* [Records for this exercise]:

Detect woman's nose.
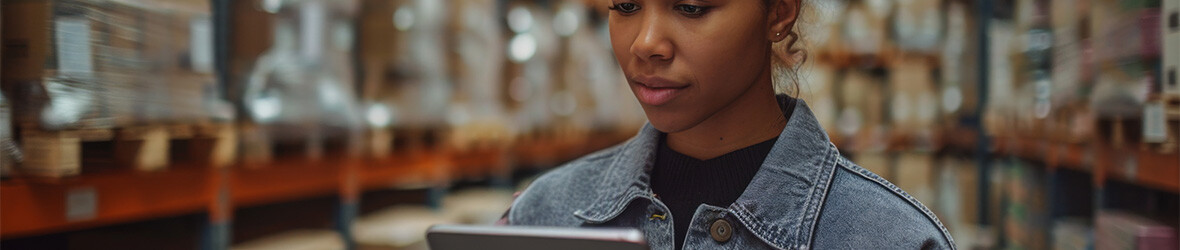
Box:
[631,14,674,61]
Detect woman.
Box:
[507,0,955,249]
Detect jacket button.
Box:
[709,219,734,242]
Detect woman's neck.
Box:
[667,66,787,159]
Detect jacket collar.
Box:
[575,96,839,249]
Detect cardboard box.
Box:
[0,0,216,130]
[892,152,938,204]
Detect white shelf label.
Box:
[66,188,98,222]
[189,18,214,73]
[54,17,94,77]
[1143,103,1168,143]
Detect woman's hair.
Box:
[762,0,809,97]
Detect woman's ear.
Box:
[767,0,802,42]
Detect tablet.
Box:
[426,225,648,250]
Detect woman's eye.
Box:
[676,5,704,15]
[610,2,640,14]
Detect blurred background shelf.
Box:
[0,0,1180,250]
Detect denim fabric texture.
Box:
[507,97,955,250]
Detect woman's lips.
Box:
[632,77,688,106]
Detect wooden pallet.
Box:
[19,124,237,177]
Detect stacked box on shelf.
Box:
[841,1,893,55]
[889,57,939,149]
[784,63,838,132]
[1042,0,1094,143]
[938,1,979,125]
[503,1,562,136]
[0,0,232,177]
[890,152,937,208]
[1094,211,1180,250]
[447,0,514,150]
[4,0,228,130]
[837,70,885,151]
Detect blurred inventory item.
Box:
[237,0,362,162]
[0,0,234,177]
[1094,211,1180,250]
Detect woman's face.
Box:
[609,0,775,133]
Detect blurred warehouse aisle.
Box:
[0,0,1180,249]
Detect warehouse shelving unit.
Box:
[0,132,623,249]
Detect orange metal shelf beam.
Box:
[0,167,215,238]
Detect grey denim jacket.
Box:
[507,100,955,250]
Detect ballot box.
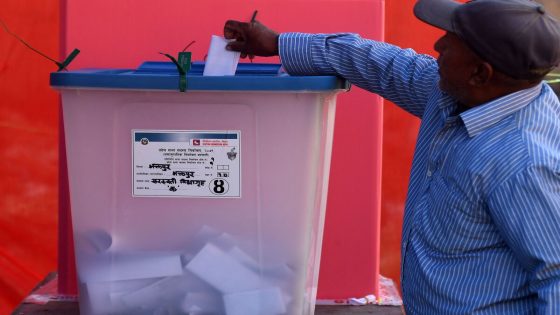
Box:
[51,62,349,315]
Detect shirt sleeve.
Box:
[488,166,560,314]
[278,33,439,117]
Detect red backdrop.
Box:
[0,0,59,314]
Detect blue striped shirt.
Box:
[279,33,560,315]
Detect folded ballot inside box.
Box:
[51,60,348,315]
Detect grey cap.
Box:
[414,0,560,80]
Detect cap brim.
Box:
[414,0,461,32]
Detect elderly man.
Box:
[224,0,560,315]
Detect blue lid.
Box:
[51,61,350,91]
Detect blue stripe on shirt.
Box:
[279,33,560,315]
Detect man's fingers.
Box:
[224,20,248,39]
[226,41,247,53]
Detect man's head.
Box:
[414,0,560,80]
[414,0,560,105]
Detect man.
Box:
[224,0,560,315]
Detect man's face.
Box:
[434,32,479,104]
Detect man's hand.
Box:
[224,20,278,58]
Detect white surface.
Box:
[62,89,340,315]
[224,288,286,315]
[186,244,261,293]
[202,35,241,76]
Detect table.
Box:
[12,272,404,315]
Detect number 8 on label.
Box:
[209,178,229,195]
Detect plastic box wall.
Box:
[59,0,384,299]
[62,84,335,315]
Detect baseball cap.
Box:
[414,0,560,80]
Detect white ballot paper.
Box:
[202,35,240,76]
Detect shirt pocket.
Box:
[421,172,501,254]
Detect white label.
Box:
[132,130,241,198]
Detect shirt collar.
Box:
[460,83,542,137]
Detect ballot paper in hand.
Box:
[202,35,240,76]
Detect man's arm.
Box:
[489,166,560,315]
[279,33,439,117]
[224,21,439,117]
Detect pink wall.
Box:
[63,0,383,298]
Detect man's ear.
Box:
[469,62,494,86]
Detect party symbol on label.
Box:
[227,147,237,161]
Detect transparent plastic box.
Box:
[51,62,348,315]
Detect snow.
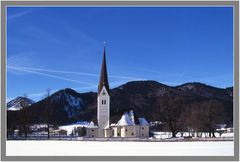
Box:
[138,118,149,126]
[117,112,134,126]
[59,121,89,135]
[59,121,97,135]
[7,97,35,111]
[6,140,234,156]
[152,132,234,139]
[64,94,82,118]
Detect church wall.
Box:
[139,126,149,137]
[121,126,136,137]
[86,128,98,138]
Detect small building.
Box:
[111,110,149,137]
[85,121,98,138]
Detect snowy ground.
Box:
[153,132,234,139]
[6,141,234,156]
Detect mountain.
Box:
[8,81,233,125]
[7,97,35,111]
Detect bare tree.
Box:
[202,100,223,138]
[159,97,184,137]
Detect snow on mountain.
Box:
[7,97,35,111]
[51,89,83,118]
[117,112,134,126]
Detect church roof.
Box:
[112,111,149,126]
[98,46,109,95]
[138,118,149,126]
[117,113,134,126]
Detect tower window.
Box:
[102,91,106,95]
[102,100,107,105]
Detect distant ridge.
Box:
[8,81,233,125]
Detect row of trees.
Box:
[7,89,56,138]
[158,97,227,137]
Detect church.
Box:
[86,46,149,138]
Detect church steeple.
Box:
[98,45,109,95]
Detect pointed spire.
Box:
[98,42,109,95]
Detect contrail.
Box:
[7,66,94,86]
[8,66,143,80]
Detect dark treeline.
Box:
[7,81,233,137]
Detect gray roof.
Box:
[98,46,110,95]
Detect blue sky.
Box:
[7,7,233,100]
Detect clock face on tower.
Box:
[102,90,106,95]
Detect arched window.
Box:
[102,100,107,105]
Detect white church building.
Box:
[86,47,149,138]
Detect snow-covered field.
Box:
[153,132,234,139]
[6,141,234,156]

--

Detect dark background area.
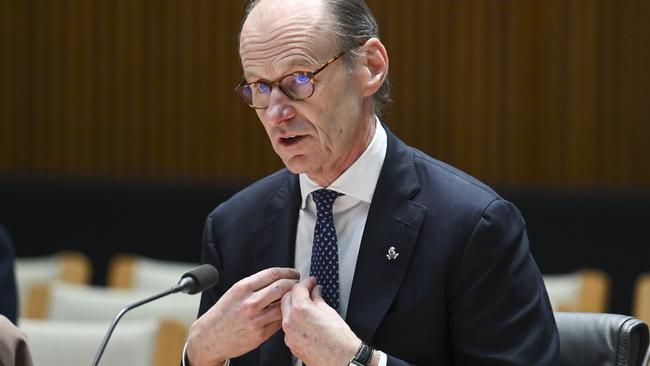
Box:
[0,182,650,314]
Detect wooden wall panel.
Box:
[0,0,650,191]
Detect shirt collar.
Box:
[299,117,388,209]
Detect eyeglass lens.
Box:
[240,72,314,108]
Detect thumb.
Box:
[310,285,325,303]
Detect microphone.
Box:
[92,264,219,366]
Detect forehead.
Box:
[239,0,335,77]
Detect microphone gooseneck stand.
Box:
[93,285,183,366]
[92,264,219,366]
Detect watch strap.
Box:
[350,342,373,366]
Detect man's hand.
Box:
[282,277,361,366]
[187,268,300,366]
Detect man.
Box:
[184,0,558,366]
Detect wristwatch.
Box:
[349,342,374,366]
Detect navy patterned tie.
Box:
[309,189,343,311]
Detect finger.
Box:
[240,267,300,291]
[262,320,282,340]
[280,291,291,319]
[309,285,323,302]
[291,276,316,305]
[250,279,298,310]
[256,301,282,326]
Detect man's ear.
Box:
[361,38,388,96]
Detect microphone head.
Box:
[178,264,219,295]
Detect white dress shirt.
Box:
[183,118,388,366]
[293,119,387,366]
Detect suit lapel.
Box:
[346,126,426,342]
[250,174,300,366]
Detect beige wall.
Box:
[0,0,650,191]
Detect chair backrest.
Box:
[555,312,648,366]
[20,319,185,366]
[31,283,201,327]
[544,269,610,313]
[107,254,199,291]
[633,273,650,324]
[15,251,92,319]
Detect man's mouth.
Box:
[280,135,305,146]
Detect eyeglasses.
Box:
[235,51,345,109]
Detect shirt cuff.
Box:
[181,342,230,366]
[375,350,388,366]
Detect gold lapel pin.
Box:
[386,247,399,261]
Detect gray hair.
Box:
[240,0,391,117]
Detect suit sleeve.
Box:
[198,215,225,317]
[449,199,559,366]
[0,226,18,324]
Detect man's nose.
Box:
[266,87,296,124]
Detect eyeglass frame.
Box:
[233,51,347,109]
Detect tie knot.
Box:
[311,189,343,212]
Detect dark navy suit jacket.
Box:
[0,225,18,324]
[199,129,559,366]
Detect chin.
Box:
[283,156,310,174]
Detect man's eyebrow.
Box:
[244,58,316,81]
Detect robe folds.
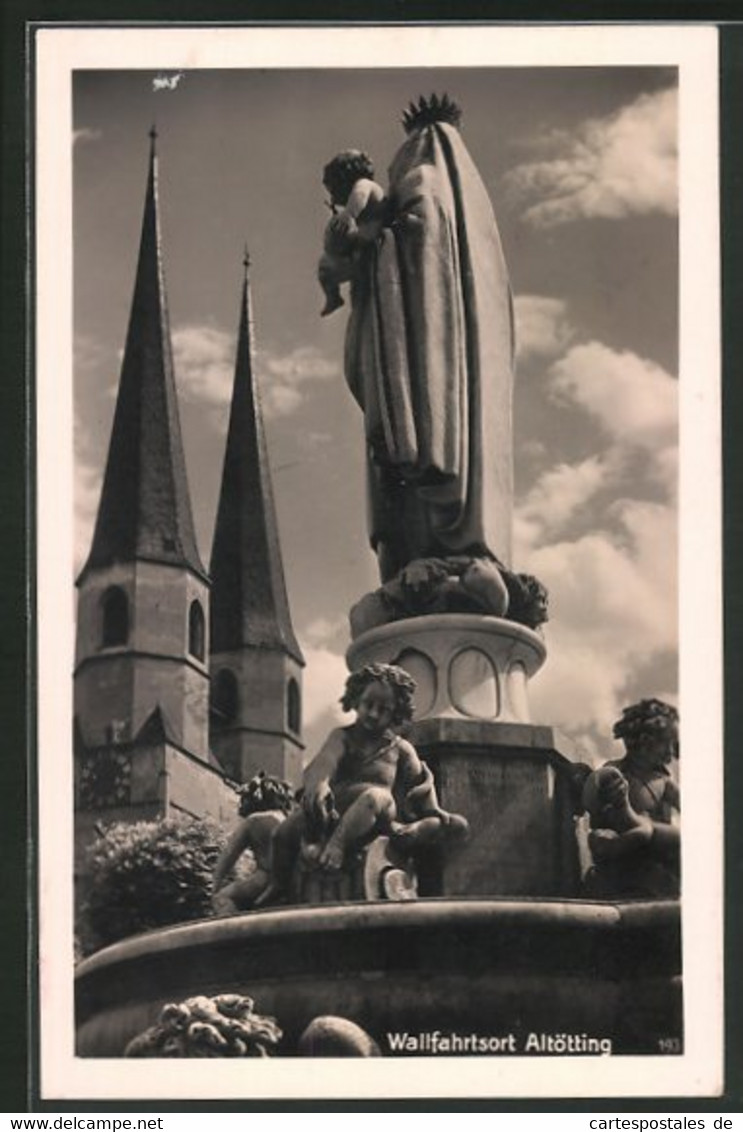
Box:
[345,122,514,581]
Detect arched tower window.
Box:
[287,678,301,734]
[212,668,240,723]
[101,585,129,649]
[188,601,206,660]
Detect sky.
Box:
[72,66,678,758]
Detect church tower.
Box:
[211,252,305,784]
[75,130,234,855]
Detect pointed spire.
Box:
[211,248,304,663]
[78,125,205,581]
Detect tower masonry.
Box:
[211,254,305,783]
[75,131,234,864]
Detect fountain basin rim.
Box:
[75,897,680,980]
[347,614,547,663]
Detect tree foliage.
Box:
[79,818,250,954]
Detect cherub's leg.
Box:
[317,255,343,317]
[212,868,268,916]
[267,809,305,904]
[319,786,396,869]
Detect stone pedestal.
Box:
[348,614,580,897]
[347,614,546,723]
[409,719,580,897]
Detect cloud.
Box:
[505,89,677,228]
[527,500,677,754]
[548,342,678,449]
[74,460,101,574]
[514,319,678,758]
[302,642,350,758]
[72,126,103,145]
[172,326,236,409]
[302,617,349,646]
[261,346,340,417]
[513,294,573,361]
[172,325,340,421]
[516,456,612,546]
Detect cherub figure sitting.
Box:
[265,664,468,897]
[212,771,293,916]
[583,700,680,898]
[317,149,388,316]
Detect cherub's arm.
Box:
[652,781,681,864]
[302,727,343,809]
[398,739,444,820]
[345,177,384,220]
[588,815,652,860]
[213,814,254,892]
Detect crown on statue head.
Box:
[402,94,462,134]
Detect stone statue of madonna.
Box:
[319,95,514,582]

* [What is needed]: Print the lines of the data above, starting with the line that contains "Detect woman's nose." and going on through the line that contains "[609,0,775,133]", and leave the pictures out of your answer.

* [Exercise answer]:
Detect woman's nose.
Box:
[631,14,674,61]
Detect woman.
Box:
[507,0,955,249]
Detect jacket button.
Box:
[709,219,734,242]
Detect woman's neck.
Box:
[667,66,787,159]
Detect jacket collar.
Box:
[575,96,839,249]
Detect cardboard box.
Box:
[0,0,216,130]
[892,152,938,204]
Detect white shelf label.
Box:
[66,188,98,222]
[189,18,214,73]
[54,17,94,77]
[1143,103,1168,143]
Detect woman's hair.
Box:
[762,0,809,97]
Detect woman's ear.
Box:
[767,0,802,42]
Detect tablet.
Box:
[426,225,648,250]
Detect woman's eye.
Box:
[676,5,704,15]
[610,2,640,14]
Detect blurred background shelf.
Box:
[0,0,1180,250]
Detect denim fabric texture.
Box:
[507,97,955,250]
Detect woman's lips.
Box:
[632,77,688,106]
Detect wooden pallet.
Box:
[19,124,237,177]
Detect stacked box on shelf.
Box:
[841,1,893,55]
[889,57,939,149]
[784,63,838,132]
[1042,0,1094,143]
[938,1,979,125]
[503,1,562,136]
[0,0,232,177]
[890,152,937,208]
[1094,211,1180,250]
[447,0,514,150]
[4,0,228,130]
[837,70,885,151]
Detect blurred inventory item.
Box:
[237,0,362,162]
[0,0,234,177]
[1094,211,1180,250]
Detect woman's face.
Box:
[609,0,775,133]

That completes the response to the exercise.